▶ [Data extracts]
--- START ---

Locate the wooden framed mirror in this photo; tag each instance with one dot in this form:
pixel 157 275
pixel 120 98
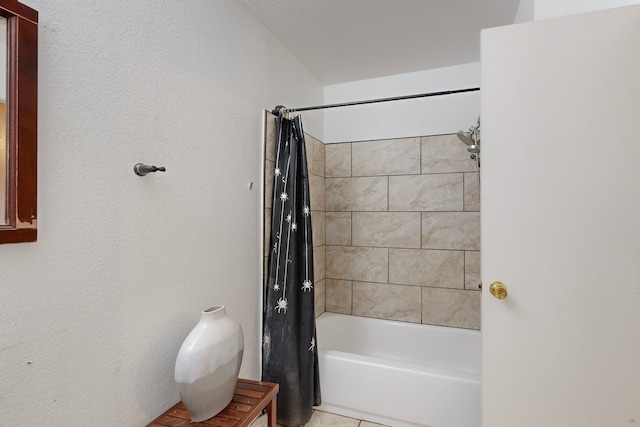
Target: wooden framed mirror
pixel 18 123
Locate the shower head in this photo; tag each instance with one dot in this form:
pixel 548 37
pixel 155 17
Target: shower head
pixel 466 138
pixel 474 148
pixel 471 138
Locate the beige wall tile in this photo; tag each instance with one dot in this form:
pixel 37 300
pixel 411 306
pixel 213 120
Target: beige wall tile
pixel 445 153
pixel 319 262
pixel 318 224
pixel 319 295
pixel 444 269
pixel 451 230
pixel 319 163
pixel 338 228
pixel 450 307
pixel 317 192
pixel 363 264
pixel 338 296
pixel 358 194
pixel 471 192
pixel 386 157
pixel 384 301
pixel 338 160
pixel 309 145
pixel 438 192
pixel 386 229
pixel 472 270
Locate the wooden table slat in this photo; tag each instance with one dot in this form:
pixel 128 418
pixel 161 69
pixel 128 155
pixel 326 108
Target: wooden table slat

--- END ---

▶ [Problem]
Wherever the string "instance" is found in the listing above, copy the line that contains it.

▶ [Answer to the exercise]
Locate the wooden framed mirror in this photo; tag each instance with one dot in this form:
Locate the shower head in this photo; tag each instance with one dot in this form:
Locate the beige wall tile in this photo; tag each instance with one dot in this form:
Locate the wooden table slat in this photo; tag each instance with one dot in this form:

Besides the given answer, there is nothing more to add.